### Set exercise:
Continue the testimony below about community banks and credit unions, picking up right after its last sentence.

As some of you will know, there are a number of small community banks in the mobilisation phase or coming to mobilisation phase. On the second part of your question, the Bank of England’s new banks team has been very good at helping challenger banks to get through the process and start up, and we have seen so many start up. I am not sure that they have the same experience and expertise in respect of what the mutual model looks like and why it is different. If you talk to any challenger bank, they will say it was much more difficult to get through mobilisation than it should be. If you talk to the community banks, they say it is very difficult to get through mobilisation. There are at least three that we are working with on the side, if you like, that are going through that process.
The real challenge, where perhaps there is a role for Government, is in creating the forms of capital that mutual start-ups can follow, because they cannot be venture-capital backed, so you need some form of mutual capital. We have suggested to both the main parties, for example, that whichever version of the British Business Bank you want, it could have a mandate for part of its capital being mutual capital.
Robert Kelly: Robin has covered the vast majority of the salient points, and we would agree with his comments. In terms of taking it maybe a step further or down in respect of the community banking model, as Robin mentioned there is a development agenda in a few areas of the country. There is certainly space for innovation and competition in SME lending and around transactional activity and transactional accounts and making sure there is something different from a competition perspective —maybe where the bigger banks are not necessarily in those spaces or where there is perhaps an opportunity for some more partnership and co-operation. We have talked to some of the community banking models about what space they and the credit union sector could co-exist in. We acknowledge that credit unions are already able to do corporate lending and SME lending, and some have done so. I think around 20 or 21 credit unions across the country have taken advantage of that. The ongoing PRA consultation on the future supervision and regulation of the credit union sector has some reference to that, in terms of additional checks and balances.

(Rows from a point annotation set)
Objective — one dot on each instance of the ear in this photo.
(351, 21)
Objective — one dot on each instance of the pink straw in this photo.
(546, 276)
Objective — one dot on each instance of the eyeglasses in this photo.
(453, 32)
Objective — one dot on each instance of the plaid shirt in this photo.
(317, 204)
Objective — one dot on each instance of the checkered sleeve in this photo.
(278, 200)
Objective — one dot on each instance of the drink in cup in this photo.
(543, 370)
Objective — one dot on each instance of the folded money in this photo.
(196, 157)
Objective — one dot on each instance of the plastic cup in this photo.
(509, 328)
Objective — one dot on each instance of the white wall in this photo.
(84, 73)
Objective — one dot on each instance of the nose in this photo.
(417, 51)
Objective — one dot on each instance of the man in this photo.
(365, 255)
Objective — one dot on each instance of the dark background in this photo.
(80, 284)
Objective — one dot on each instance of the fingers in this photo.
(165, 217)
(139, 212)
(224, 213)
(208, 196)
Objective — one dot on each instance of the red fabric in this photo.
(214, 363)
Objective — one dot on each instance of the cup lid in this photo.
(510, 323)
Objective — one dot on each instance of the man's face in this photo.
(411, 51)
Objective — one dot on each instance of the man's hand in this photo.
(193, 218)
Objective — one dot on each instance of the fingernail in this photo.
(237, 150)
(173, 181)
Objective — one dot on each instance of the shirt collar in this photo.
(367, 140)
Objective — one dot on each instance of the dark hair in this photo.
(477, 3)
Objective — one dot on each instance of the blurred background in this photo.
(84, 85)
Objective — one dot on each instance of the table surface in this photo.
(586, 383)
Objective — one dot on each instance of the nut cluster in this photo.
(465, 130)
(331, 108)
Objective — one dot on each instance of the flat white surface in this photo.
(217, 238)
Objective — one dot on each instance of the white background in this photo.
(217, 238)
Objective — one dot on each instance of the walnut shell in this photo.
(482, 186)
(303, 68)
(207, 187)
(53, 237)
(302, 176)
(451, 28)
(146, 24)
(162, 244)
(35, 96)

### Expected output:
We recognise that there is opportunity for the credit union sector to do more. A big part of the legislative reform package that will ultimately impact credit unions can be described as an enabling factor that allows product and service innovation and development. Alongside the community banking and mutual banking model, the development that we have seen, and all the background that Robin has already mentioned, it should be made clear that we in the credit union sector believe that we can also fill some of that space. If the overall objective is around competitiveness and enabling competition, we should be ready to act, and to respond to the needs of communities and small businesses across the country.
Q
Mike Haley: Yes, I think we have seen in the past that regulators have not moved quick enough when there has been widespread harm. We might look at payment protection insurance, for example, where consumers brought plenty of reports into MPs’ and Government in-trays, and yet the regulator was rather slow in intervening in a market—a market that had been abused. I think that an intervention power could be very powerful.
Q
Mike Haley: I think one of the problems of all legislation is how quickly it keeps up with changes in technology, and it being broad around principles. As I mentioned, with the authorisation of anyone who becomes a regulated entity dealing with digital settlement assets, it is important to have clear criteria for the onboarding—know your customer—and to know who the accounts are opened by. I find that already we are looking at money laundering through coin swap services, for which you do not need an account and may not be under this regulation. There are cross-chain bridges, where someone can move from one blockchain to another. I am not an expert on whether clauses 21 and 22 cover some of those services that have been created, which were probably not in the thinking when the Bill was starting to be drafted.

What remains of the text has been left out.